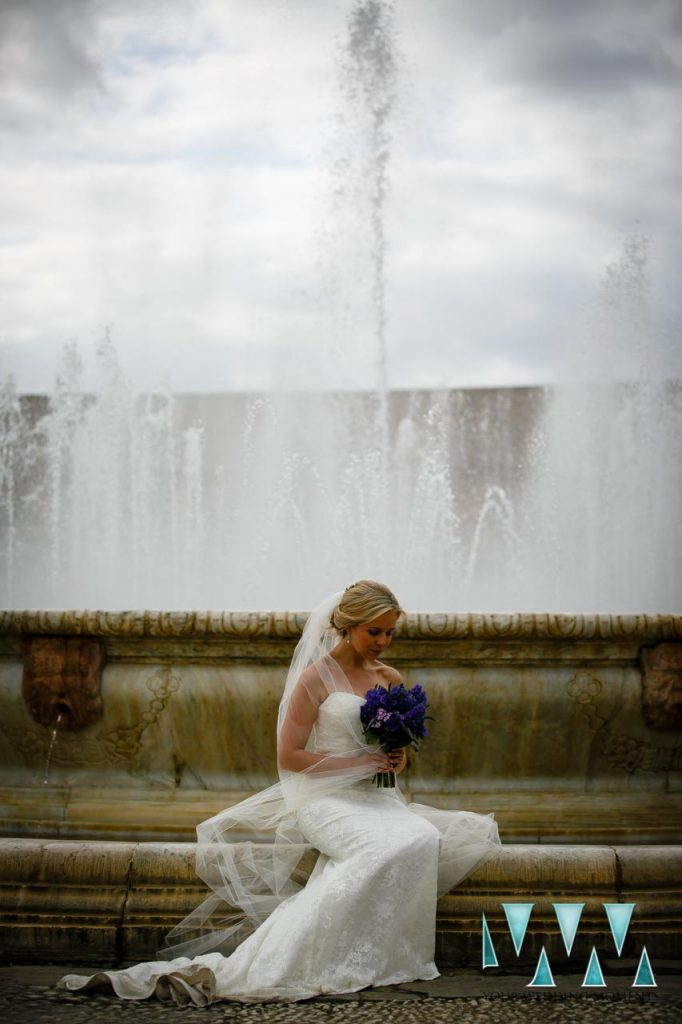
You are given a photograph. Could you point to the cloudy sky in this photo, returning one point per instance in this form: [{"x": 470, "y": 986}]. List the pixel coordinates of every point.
[{"x": 194, "y": 176}]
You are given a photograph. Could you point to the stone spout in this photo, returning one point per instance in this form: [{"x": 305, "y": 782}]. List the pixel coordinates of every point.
[{"x": 61, "y": 681}]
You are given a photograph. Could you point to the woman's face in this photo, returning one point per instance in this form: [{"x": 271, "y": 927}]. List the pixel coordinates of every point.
[{"x": 371, "y": 639}]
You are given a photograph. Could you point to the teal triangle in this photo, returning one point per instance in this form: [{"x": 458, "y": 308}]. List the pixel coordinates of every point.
[
  {"x": 619, "y": 919},
  {"x": 543, "y": 976},
  {"x": 517, "y": 915},
  {"x": 593, "y": 976},
  {"x": 644, "y": 977},
  {"x": 487, "y": 951},
  {"x": 568, "y": 915}
]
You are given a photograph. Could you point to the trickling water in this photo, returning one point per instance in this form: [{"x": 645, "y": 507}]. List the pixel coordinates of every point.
[
  {"x": 558, "y": 500},
  {"x": 49, "y": 751}
]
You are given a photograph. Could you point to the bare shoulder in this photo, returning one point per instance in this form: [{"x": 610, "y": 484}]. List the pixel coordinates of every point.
[
  {"x": 390, "y": 675},
  {"x": 310, "y": 682}
]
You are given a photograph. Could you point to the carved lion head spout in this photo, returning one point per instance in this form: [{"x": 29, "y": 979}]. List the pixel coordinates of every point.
[
  {"x": 662, "y": 686},
  {"x": 61, "y": 681}
]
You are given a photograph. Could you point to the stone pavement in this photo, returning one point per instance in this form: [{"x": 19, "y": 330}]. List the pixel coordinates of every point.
[{"x": 28, "y": 996}]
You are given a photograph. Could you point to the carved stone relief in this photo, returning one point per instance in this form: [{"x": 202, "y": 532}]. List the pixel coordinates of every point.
[
  {"x": 662, "y": 686},
  {"x": 61, "y": 681}
]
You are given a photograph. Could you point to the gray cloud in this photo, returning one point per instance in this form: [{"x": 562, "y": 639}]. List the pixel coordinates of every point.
[{"x": 45, "y": 55}]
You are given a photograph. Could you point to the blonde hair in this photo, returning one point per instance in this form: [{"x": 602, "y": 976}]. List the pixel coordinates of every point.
[{"x": 361, "y": 602}]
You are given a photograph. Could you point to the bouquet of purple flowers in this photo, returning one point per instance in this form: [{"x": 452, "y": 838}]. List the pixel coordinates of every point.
[{"x": 393, "y": 717}]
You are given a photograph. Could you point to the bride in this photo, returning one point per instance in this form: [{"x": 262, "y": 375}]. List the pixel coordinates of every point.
[{"x": 367, "y": 913}]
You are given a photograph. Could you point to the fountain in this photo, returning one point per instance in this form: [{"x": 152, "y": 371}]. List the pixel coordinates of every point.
[{"x": 565, "y": 723}]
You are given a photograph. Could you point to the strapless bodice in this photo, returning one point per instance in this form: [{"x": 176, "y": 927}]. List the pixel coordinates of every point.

.....

→ Requirements
Please copy all of the material above word for word, leaving out the pictures.

→ Solved exercise
You are given a photograph. Could you point to the cloudy sky in this photo, returning one point per instance in this form: [{"x": 470, "y": 986}]. List the pixel coordinates of every point.
[{"x": 194, "y": 176}]
You are given a photograph. Could you point to the stone spout in this photo, returning one point per instance in this form: [{"x": 305, "y": 782}]. List the pixel coordinates of every point.
[{"x": 61, "y": 681}]
You are given a photograph. Could you point to the woman's face in this photo, returning one point per instance in this form: [{"x": 271, "y": 927}]. List the pixel coordinates of every point.
[{"x": 371, "y": 639}]
You are given a photograph. Could you point to the teal triangle in this photo, returning one point per instance in this form: [{"x": 458, "y": 308}]. List the pixel coordinates of every point.
[
  {"x": 619, "y": 919},
  {"x": 543, "y": 976},
  {"x": 517, "y": 915},
  {"x": 593, "y": 976},
  {"x": 644, "y": 977},
  {"x": 487, "y": 951},
  {"x": 568, "y": 915}
]
You are given a photograph. Could you point to the trickling water in this photo, returning one point per instance in this form: [{"x": 645, "y": 507}]. List the pixel coordinates of every point.
[
  {"x": 558, "y": 500},
  {"x": 49, "y": 751}
]
You are given a photograph. Could you point to the bare shoulder in this photo, returning one point per instance in this form: [{"x": 610, "y": 484}]. List the pixel coordinates of every point.
[
  {"x": 390, "y": 675},
  {"x": 310, "y": 682}
]
You are given a photograph. Could you point to the carved lion head spout in this photo, returning one point per instance in this form: [{"x": 29, "y": 979}]. List the pixel coordinates of every point.
[
  {"x": 662, "y": 686},
  {"x": 61, "y": 681}
]
You are given a photograph. Could you point to the stone pavement in this photo, returning one point per instance in this form: [{"x": 19, "y": 330}]. List the pixel coordinates of every point.
[{"x": 28, "y": 996}]
You are given a photograph. Could you point to the carved stone relief in this photo, returning one point per instance in this form: [{"x": 202, "y": 532}]. List the pixel coordinates of every point.
[
  {"x": 662, "y": 686},
  {"x": 61, "y": 681}
]
You are given a photograph. Could you point to the gray cloud in this photo, returning one point per instance in this form: [{"x": 562, "y": 639}]. List the pixel coordinates of every point.
[{"x": 45, "y": 55}]
You are given a photograph. Could you point to the blonde hair in this photo, returning one point per instance in this form: [{"x": 602, "y": 976}]. List the pixel coordinates of every point.
[{"x": 361, "y": 602}]
You are given a photograph. Could you point to the bouquet of purple flowers in this photo, returning one point per instance in this form: [{"x": 452, "y": 838}]. List the pixel coordinates of every point.
[{"x": 393, "y": 717}]
You are given a photograph. Could you point to the bride in this photo, returning one point per instance in this form: [{"x": 262, "y": 375}]. List the pixel coordinates of every point.
[{"x": 367, "y": 913}]
You are given a photograph. Could you point to the fountain in this photo, returning one point per instance in this form: [{"x": 152, "y": 371}]. List the pixel coordinates of every point.
[{"x": 565, "y": 723}]
You are given a photograph. Could you point to the strapless bodice in this photo, returning one point per instance in this form: [{"x": 176, "y": 927}]. List the pixel coordinates of every point.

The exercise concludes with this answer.